» **Problem requirements**
The output should consist solely of the line containing "Practice step: put one dot on every instance of the riding" and the lines that follow it through the end of the data below.

-- BEGIN Records for the exercise --

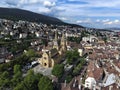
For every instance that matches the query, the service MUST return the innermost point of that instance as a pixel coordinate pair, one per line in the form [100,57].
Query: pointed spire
[56,35]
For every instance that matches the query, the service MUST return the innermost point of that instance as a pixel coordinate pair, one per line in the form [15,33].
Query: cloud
[114,22]
[49,4]
[63,18]
[88,20]
[97,12]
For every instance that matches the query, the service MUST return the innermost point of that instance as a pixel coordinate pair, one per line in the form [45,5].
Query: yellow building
[54,55]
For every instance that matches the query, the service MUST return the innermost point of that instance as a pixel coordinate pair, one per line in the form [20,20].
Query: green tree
[58,70]
[4,79]
[45,84]
[17,75]
[17,68]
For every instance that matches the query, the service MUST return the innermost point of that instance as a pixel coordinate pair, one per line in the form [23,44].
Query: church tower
[63,42]
[55,42]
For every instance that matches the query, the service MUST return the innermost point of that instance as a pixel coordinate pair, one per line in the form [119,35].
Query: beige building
[54,55]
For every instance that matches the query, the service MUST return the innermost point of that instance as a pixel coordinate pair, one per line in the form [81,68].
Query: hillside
[19,14]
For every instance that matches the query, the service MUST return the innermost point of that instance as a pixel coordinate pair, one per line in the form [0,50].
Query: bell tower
[55,41]
[63,42]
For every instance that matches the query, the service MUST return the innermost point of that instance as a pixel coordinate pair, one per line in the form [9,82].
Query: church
[54,55]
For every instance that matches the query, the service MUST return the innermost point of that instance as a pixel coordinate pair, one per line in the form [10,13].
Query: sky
[89,13]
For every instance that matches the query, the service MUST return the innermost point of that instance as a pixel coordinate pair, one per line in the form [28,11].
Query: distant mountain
[19,14]
[114,29]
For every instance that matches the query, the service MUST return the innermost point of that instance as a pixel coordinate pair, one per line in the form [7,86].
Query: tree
[4,79]
[20,86]
[17,75]
[17,68]
[45,84]
[68,78]
[58,70]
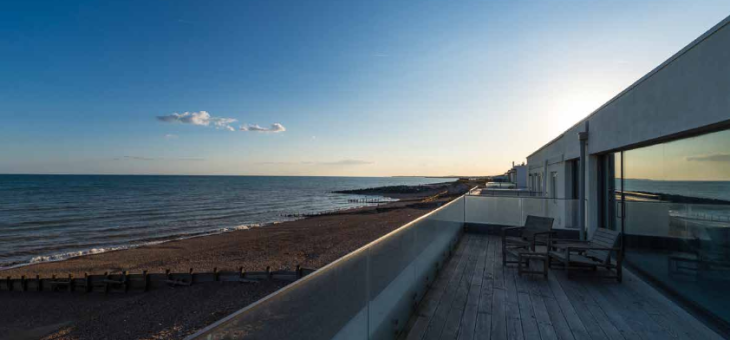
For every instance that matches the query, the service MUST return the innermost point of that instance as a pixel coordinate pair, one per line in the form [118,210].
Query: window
[553,184]
[672,201]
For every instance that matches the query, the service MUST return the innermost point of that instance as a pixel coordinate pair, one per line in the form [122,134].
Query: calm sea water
[703,189]
[46,218]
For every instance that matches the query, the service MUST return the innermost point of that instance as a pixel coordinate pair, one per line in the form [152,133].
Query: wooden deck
[475,297]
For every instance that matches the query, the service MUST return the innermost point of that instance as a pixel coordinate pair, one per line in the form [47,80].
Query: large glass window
[673,202]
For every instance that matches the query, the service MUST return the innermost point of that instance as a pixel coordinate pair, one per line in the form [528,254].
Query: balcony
[430,279]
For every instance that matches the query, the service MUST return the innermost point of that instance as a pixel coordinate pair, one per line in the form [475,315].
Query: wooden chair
[537,230]
[576,254]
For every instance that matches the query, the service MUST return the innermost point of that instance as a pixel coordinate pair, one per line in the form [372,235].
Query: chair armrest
[504,230]
[569,248]
[566,240]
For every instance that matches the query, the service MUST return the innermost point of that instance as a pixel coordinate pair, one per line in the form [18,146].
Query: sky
[347,88]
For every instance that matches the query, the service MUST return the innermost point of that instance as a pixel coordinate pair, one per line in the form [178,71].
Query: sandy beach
[174,313]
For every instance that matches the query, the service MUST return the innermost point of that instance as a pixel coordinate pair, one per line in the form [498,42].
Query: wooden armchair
[575,254]
[537,230]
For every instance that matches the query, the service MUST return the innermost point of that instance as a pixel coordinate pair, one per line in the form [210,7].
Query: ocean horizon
[56,217]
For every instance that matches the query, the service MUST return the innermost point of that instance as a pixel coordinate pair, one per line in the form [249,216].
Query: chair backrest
[536,224]
[603,238]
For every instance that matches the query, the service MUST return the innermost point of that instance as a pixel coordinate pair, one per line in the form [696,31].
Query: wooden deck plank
[621,298]
[483,328]
[469,319]
[556,295]
[514,322]
[544,325]
[458,306]
[438,319]
[499,314]
[475,297]
[614,315]
[664,312]
[527,316]
[581,301]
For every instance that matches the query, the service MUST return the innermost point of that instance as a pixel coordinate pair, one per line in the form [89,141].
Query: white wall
[691,90]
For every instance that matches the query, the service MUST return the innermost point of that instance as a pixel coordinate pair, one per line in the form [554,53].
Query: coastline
[173,313]
[196,251]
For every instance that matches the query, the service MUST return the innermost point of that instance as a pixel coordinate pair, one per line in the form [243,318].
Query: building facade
[655,163]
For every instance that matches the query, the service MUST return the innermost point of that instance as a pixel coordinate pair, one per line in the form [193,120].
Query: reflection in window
[676,215]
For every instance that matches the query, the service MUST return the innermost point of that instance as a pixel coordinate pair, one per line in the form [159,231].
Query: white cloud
[342,162]
[154,159]
[276,127]
[345,162]
[202,118]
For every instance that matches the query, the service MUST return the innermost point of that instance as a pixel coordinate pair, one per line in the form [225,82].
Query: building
[654,162]
[518,175]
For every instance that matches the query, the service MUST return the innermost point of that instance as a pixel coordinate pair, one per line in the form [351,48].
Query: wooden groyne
[142,282]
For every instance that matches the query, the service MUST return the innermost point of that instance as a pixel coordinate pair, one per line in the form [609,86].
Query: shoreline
[384,192]
[130,257]
[173,313]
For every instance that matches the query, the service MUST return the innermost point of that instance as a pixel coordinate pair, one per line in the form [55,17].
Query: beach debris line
[125,282]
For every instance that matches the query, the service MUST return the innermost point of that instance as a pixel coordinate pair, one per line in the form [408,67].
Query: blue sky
[361,88]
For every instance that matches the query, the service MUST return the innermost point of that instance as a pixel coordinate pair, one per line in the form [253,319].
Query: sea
[719,190]
[55,217]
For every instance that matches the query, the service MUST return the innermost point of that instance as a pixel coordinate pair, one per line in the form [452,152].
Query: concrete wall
[685,94]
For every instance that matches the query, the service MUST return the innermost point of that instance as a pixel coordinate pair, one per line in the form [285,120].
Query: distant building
[518,175]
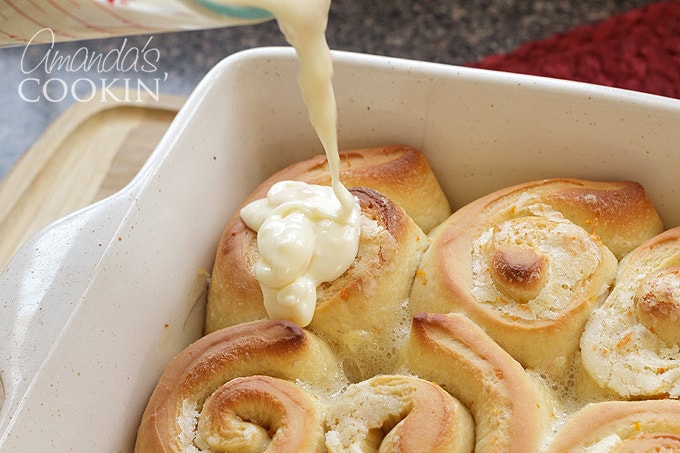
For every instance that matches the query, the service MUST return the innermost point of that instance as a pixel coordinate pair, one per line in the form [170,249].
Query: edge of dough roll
[522,265]
[621,427]
[631,344]
[512,412]
[194,382]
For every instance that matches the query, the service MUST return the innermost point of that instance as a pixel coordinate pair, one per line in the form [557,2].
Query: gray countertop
[445,31]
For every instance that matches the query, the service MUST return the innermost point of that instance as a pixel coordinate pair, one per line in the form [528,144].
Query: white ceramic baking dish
[95,305]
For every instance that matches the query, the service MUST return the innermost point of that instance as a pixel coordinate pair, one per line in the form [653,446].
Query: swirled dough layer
[621,427]
[200,396]
[631,344]
[398,414]
[510,410]
[528,263]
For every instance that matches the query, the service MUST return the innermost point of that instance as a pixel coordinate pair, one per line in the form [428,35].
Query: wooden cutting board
[93,150]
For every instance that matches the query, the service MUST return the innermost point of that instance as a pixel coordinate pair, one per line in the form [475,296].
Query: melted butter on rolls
[621,427]
[399,414]
[630,344]
[528,263]
[246,386]
[306,235]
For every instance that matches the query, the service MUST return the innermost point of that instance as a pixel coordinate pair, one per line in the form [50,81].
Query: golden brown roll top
[630,345]
[363,312]
[398,414]
[621,427]
[528,263]
[618,212]
[199,402]
[510,410]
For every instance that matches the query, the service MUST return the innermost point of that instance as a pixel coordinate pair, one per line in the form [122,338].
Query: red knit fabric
[637,50]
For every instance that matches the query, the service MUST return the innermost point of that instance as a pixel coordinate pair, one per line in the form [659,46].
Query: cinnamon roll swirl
[241,389]
[510,409]
[528,263]
[621,427]
[400,414]
[400,173]
[363,313]
[631,344]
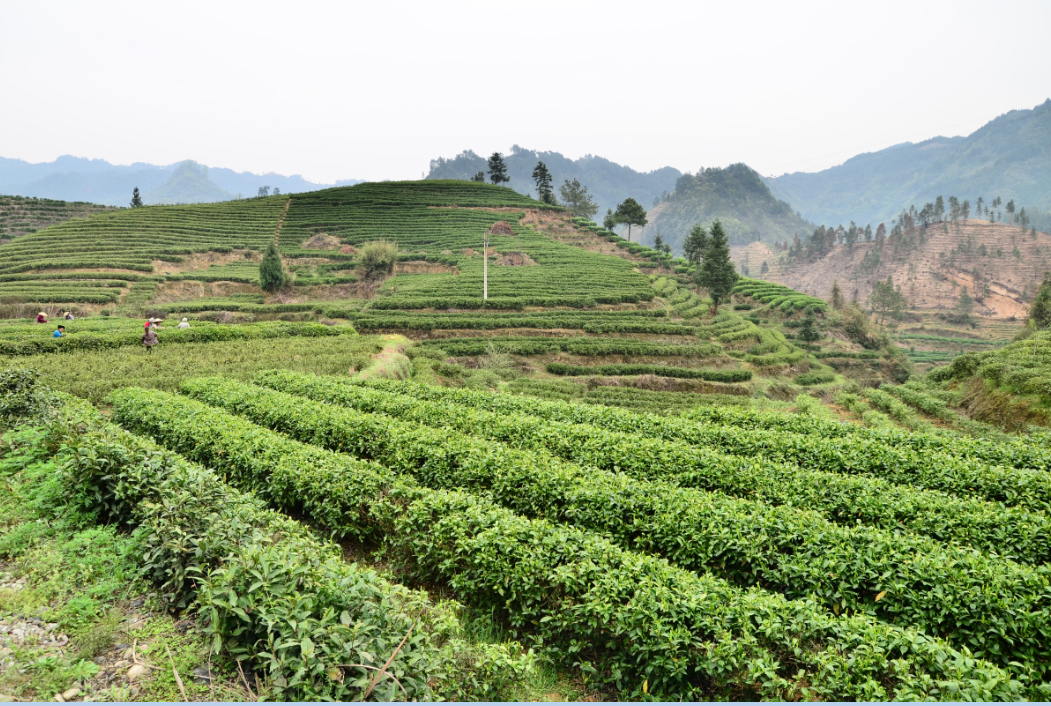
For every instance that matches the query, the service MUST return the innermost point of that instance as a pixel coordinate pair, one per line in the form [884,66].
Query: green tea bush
[843,499]
[558,583]
[641,369]
[275,598]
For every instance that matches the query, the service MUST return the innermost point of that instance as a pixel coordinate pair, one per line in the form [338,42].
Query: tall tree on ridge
[838,302]
[696,245]
[542,179]
[717,273]
[497,170]
[631,213]
[577,200]
[271,272]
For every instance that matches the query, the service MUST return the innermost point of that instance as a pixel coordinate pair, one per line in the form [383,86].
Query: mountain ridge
[76,179]
[608,182]
[1009,157]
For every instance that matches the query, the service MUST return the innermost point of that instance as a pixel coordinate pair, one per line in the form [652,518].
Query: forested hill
[189,184]
[736,195]
[1010,157]
[608,182]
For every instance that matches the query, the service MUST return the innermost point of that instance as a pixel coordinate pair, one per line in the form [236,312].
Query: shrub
[271,271]
[376,260]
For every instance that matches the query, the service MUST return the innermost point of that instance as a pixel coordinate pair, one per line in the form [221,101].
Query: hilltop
[609,183]
[736,195]
[1009,157]
[188,184]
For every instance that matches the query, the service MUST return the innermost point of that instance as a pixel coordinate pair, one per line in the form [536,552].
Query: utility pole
[485,266]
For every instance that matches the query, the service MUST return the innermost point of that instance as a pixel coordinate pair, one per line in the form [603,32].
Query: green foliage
[630,510]
[696,245]
[542,179]
[1039,310]
[276,598]
[807,461]
[21,396]
[965,307]
[22,214]
[738,198]
[815,378]
[492,555]
[189,184]
[641,369]
[497,170]
[15,340]
[837,298]
[716,272]
[577,200]
[887,300]
[271,270]
[588,346]
[424,217]
[377,258]
[630,212]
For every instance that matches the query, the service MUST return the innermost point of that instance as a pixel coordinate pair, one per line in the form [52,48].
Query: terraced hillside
[20,215]
[437,226]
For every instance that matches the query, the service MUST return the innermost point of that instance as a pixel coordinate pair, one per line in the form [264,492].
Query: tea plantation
[592,485]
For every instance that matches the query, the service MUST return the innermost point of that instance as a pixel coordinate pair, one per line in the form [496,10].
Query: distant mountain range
[1009,157]
[97,181]
[608,182]
[736,195]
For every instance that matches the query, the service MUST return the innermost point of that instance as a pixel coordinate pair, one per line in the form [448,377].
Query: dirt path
[281,222]
[391,361]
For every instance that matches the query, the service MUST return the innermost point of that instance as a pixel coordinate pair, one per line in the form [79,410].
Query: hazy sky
[374,90]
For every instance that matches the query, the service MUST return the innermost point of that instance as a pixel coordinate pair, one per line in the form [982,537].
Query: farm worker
[149,339]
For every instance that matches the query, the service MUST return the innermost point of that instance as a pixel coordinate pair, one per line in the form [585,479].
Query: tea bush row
[1012,532]
[633,622]
[274,597]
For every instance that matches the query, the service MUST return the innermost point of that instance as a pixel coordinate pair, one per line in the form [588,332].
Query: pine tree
[838,302]
[497,170]
[717,273]
[808,332]
[271,272]
[696,245]
[542,179]
[1039,310]
[631,213]
[577,200]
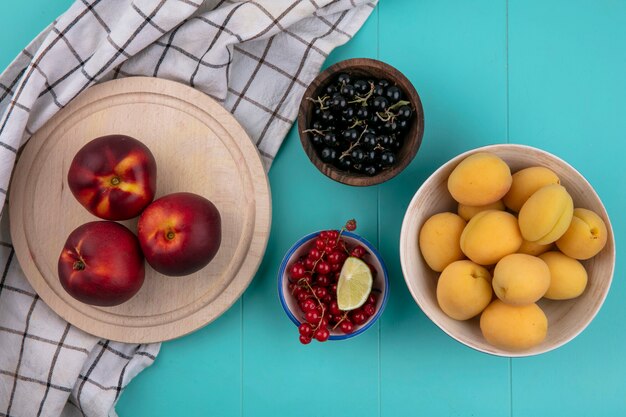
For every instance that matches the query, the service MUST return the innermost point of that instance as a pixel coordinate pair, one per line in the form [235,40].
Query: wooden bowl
[566,319]
[374,69]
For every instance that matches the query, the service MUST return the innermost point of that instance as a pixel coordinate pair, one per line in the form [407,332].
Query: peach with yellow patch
[114,177]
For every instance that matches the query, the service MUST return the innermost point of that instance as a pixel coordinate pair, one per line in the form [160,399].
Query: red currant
[322,268]
[369,310]
[309,305]
[323,280]
[358,317]
[321,292]
[309,264]
[346,326]
[312,316]
[314,254]
[336,318]
[322,334]
[297,270]
[305,330]
[358,251]
[334,257]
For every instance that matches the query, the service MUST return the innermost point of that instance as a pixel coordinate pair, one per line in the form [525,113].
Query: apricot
[464,289]
[513,327]
[546,215]
[439,240]
[525,183]
[489,236]
[481,178]
[585,237]
[520,279]
[568,277]
[467,212]
[534,248]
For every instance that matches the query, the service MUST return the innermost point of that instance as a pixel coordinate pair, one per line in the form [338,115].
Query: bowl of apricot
[508,249]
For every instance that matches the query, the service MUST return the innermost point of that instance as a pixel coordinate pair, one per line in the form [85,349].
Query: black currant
[330,139]
[327,117]
[372,156]
[348,113]
[404,113]
[357,154]
[390,126]
[380,103]
[331,89]
[343,79]
[388,158]
[370,170]
[402,125]
[350,135]
[328,155]
[369,141]
[347,91]
[362,113]
[338,103]
[345,163]
[317,140]
[361,87]
[394,94]
[317,125]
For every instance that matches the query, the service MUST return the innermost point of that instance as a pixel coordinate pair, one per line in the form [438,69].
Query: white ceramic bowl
[566,319]
[380,286]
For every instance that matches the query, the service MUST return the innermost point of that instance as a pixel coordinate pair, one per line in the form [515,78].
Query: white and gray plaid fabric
[255,57]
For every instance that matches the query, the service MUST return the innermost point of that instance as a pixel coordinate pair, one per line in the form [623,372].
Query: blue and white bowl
[300,248]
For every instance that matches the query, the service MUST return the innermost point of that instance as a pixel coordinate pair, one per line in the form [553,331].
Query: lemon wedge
[354,285]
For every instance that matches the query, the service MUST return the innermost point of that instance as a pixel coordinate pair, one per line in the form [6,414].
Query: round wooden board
[199,147]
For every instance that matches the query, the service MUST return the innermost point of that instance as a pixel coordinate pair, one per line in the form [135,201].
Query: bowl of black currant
[361,122]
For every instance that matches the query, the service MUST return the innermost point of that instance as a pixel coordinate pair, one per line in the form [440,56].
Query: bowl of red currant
[332,284]
[361,122]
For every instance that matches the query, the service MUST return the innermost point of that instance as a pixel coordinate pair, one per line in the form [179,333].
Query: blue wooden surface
[547,74]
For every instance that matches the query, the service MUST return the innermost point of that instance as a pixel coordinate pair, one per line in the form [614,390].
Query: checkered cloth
[255,57]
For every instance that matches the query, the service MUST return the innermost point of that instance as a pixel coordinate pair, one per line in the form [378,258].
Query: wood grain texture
[566,319]
[199,147]
[363,67]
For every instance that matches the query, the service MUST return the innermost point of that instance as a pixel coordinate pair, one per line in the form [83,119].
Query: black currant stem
[389,111]
[357,122]
[319,132]
[398,105]
[354,144]
[363,99]
[320,100]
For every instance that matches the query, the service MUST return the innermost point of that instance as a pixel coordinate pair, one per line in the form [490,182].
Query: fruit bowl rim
[428,182]
[372,250]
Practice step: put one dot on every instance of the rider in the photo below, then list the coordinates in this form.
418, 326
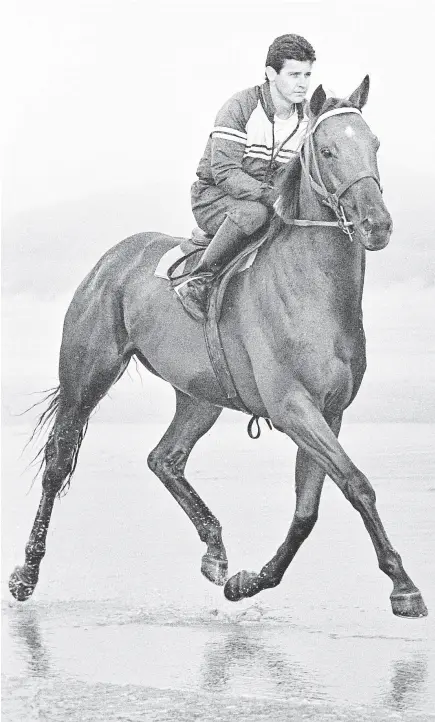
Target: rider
255, 133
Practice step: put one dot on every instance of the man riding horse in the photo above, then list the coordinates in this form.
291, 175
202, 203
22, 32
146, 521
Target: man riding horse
256, 132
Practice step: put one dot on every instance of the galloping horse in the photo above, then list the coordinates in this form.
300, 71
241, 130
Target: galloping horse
292, 332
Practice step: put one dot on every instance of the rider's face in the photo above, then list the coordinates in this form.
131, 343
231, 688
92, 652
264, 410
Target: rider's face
293, 80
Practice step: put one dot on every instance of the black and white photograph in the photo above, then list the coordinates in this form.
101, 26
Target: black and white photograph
218, 361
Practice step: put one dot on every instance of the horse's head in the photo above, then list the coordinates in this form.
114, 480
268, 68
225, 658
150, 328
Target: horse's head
343, 151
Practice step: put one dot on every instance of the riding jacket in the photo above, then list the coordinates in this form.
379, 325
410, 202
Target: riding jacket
241, 155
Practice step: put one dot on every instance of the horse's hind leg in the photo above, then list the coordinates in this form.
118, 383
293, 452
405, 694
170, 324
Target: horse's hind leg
192, 420
86, 374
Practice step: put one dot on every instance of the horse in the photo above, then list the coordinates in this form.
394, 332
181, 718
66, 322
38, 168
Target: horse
292, 331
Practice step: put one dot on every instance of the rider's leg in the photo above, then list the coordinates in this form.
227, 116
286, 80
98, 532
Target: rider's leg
241, 220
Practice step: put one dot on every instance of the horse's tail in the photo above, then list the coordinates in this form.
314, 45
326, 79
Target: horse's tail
45, 423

-- END Records for the exercise --

» **Solution for this exercise**
Practice step: put one dot on every instance of the riding jacket in the photo above, then list the coordinates in this form.
379, 325
410, 202
Target: riding jacket
241, 155
Practice step: put one dot on every instance of the horse's hind leg in the photo above, then list the coordinates in this form.
118, 383
293, 452
405, 694
170, 324
Target: horse's hind leg
192, 420
86, 374
Practice step: put one dot on every instance of the horse in the photo above, then list the coordinates in this form.
394, 332
181, 718
66, 322
38, 168
Target: horse
292, 331
Practice step: put one dot on every instance of the rider's leg in the photo above, then list the coordinates in this form.
227, 116
286, 80
98, 532
Target: rider's leg
241, 220
Practice step: put one dot on every instance of the horse's tail in the photo above, then list the coordinates in this form.
314, 45
326, 79
Target: horse's tail
45, 423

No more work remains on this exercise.